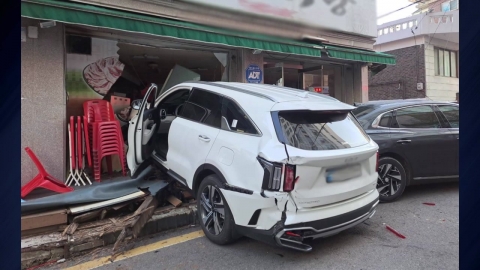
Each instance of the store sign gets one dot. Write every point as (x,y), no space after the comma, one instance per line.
(253,74)
(350,16)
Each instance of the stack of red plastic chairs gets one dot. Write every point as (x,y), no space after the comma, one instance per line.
(104,135)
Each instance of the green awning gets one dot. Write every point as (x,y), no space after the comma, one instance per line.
(82,14)
(360,55)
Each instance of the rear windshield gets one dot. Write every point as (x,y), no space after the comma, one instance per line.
(363,110)
(319,130)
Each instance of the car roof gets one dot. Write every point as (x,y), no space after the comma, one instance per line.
(272,93)
(380,106)
(390,104)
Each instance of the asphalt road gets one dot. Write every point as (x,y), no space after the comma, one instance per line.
(432,242)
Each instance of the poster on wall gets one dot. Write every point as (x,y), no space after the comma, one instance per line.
(253,74)
(93,66)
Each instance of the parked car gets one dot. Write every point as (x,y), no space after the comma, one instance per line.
(418,142)
(276,164)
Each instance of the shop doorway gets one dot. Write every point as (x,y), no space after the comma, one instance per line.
(120,72)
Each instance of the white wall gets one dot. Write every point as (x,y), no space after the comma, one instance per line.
(438,87)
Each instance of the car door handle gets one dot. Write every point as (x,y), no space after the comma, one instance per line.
(203,138)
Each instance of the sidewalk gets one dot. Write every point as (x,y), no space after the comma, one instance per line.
(49,248)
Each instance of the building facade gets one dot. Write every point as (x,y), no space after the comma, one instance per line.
(426,48)
(73,51)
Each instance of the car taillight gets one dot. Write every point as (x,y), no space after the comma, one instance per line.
(272,174)
(289,182)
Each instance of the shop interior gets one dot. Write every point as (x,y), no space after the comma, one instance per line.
(132,70)
(315,77)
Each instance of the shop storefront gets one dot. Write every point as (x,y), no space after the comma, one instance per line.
(112,54)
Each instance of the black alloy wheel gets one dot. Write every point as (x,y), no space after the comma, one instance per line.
(392,179)
(215,216)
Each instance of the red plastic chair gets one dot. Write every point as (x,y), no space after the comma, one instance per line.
(91,109)
(87,140)
(107,141)
(43,179)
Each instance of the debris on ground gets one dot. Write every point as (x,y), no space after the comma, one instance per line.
(395,232)
(75,230)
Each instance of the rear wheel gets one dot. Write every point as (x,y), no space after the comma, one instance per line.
(392,179)
(214,214)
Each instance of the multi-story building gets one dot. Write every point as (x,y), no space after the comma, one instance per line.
(426,47)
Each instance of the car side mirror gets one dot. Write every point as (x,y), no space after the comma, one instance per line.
(163,114)
(136,104)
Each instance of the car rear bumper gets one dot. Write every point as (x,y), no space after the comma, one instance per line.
(295,235)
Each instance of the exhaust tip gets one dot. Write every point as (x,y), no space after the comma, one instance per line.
(292,242)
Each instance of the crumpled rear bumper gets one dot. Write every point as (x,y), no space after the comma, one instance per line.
(294,235)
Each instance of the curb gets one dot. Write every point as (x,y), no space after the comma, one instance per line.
(161,220)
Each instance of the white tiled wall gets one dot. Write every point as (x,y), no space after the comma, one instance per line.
(438,87)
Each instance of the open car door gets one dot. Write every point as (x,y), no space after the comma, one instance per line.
(141,130)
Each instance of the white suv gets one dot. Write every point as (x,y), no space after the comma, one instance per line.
(275,164)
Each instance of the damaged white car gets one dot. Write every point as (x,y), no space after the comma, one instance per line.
(275,164)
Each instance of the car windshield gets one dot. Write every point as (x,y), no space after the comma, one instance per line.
(319,130)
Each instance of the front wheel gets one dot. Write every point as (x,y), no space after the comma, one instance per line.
(214,214)
(392,179)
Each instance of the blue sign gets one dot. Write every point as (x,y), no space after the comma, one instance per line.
(253,74)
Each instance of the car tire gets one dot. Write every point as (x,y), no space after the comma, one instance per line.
(217,228)
(392,179)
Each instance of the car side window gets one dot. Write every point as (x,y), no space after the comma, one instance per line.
(416,117)
(385,120)
(452,115)
(235,119)
(203,106)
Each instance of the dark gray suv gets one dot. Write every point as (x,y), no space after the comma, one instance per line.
(418,142)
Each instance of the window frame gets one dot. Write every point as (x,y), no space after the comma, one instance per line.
(249,119)
(394,118)
(445,119)
(202,121)
(223,98)
(439,66)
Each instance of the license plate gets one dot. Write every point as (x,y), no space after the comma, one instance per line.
(342,174)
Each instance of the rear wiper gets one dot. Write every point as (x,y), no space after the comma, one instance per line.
(311,145)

####

Could you output every record above exactly as it appears, without the pictures?

Each instance of the store sign gets one dot. Write every point as (x,y), no space after the comma, one instance per line.
(253,74)
(350,16)
Each instance of the stack of red plastic chairs gets one dot. Write every point as (x,y), no space after the comma, one instance per line.
(104,135)
Each instance of the green awning gets one dot. Write every point as (x,y), no space after the comma, one instance per line.
(82,14)
(360,55)
Each instance of the rear windshield gets one dot. Write every point as (x,y), no space after the comma, one instance per line.
(363,110)
(319,130)
Each instance of the car roof gets one dot. Write every point as (x,y), no space after the comma, one instance per line.
(272,93)
(380,106)
(390,104)
Each instance of the asphalt road gets one dot. Write every point as (x,y), no space after the comma, one instance per line.
(432,242)
Each instance of the poster on wall gets one dot. Write every point as (x,y), no space after the comma, one instance per line.
(253,74)
(93,66)
Each instance of the parked car gets one dot. Write every point as (x,y), no space after the comma, one instance per line.
(418,142)
(276,164)
Each instance of the shop doorway gets one dot. Write every point as (x,y), no space after the comma, one instance per line.
(120,72)
Each instance of the white wall gets one dot. Write every point as (x,y), no space after the comma, one instance per line.
(438,87)
Each instance of the car door handle gets one dot. Write every point as (x,y), no space after the comma, one instance per line.
(203,138)
Each instance of the sidewalk gets one dot. Write every point as (x,y), no space after the comma, one instance per line.
(49,248)
Each instance of the building facade gets one dot. Write every point as (x,y), no space after the comma, one instance per line.
(426,48)
(73,51)
Each instance of the car taillight gets one dot. Write every point as (x,y), no space after the comma, one instance per line.
(272,174)
(289,182)
Each instance of the shop interior gets one dot. Write every point as (x,y), no space after the comma, one instance per line.
(132,70)
(315,77)
Each instance of the shop storefront gets one dot. Write every point as (x,y), no space after the comma, one instance per line.
(112,54)
Each instance of the black alloy wheel gets one dot. Write every point as (x,y), no space after the comma, one instance per line.
(392,179)
(215,216)
Each instance of the red plastic chair gets one dot. Write every point as (x,y), no space after the comma, one instance per line.
(91,109)
(87,140)
(107,141)
(43,179)
Each instance of the debris on ground gets one dot. Write every point as (x,y), no space after the comma, one instance per line.
(395,232)
(75,230)
Each instance of the rear wheel gets one dot. Write every point as (x,y), no space after the comma, one instance per line.
(392,179)
(214,214)
Each instance of the multi-story building gets one dot. Write every point as (x,y), no space after the comma, one instance per line.
(426,47)
Each instance of the car side mirror gets one dot. Write every point as (x,y), no space after the comma, one instance per line.
(163,114)
(136,104)
Each instance of the car rear bumper gets one dot. Write every point as (x,y), no space after the comma, one instance per line.
(295,235)
Each instance of the exhaust tip gets one dot. Write every point as (x,y), no space after the comma, one instance per line.
(292,242)
Each instance of the crumpled rear bumper gets one dot. Write every point as (x,y), no space after the comma, one instance per line.
(294,235)
Each instance of the curb gets one dot. Write every point as (x,y), no space after the comma, one instance per line.
(161,220)
Each instance of the white tiled wall gets one dot. Write every point as (x,y), no space after the comma, one instance per line.
(438,87)
Each instance of the open car door gets one dot. Write every point as (x,y), no space after the comma, one instance per line.
(141,130)
Each instance of the white suv gets one dot. Write every point as (x,y), no space after the comma, one instance per line.
(275,164)
Each instance of the damaged white car gets one dot. Write every point as (x,y), no space after the comma, one instance per line.
(275,164)
Each instance of the car windshield gets one dot. Write every point as (x,y), no space after the comma, one instance per line.
(319,130)
Each instance of the front wheel gets one dot. Write every point as (x,y), no space after the comma, one instance per line.
(214,214)
(392,179)
Each instance of the blue sign gets one dot. Write every point as (x,y), no space after the comma, one instance per line.
(253,74)
Each instance of the car tire gets one dot. Write every point as (x,y), no space after the comma, one instance per line.
(217,228)
(392,179)
Each instance of the car side window gets one dot. Write every point as (x,y), no space after the comma, one instance per line.
(416,117)
(385,120)
(452,115)
(235,119)
(203,106)
Each instance of the dark gray suv gets one dot. Write every point as (x,y), no space after the comma, one instance per line.
(418,142)
Each instance of the window frame gets one dot. Write every point as (x,y), no space after the comma, one instance per line.
(249,119)
(394,118)
(445,119)
(202,121)
(223,98)
(439,66)
Each instance of the license plate gets one dot. Write every point as (x,y), no space after the comma, one instance per line.
(342,174)
Each instance of the rear wiper gets one dot. Write every point as (x,y), no space after the comma, one instance per line.
(311,145)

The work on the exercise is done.